Work out how many lines in the data hold the string "rock". Reply with only that number.

Free-text object descriptions
+++

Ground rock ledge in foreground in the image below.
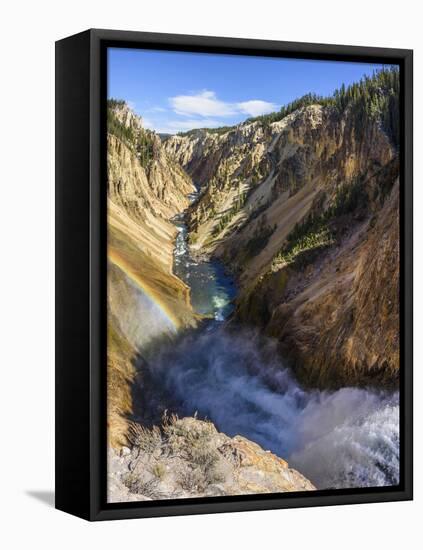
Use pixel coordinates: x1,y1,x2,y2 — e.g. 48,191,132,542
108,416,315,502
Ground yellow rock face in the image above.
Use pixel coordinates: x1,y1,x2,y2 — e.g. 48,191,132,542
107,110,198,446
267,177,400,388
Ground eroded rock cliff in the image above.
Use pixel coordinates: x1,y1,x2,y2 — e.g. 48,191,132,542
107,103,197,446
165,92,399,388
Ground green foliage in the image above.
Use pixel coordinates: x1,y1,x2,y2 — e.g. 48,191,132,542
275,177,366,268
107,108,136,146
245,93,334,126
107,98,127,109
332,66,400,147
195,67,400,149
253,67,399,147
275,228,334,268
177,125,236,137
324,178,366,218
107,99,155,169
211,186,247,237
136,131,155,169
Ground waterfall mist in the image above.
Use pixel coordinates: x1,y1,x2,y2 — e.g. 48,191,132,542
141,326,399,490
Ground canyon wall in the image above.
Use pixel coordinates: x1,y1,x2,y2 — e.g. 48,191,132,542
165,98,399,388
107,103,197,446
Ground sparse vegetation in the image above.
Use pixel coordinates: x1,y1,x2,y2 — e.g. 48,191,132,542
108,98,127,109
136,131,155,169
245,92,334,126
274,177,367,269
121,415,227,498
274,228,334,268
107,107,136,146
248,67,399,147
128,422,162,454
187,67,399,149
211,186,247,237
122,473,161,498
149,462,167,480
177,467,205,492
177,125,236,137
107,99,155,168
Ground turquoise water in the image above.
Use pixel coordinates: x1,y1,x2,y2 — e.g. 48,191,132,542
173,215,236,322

+++

(Expected answer) 3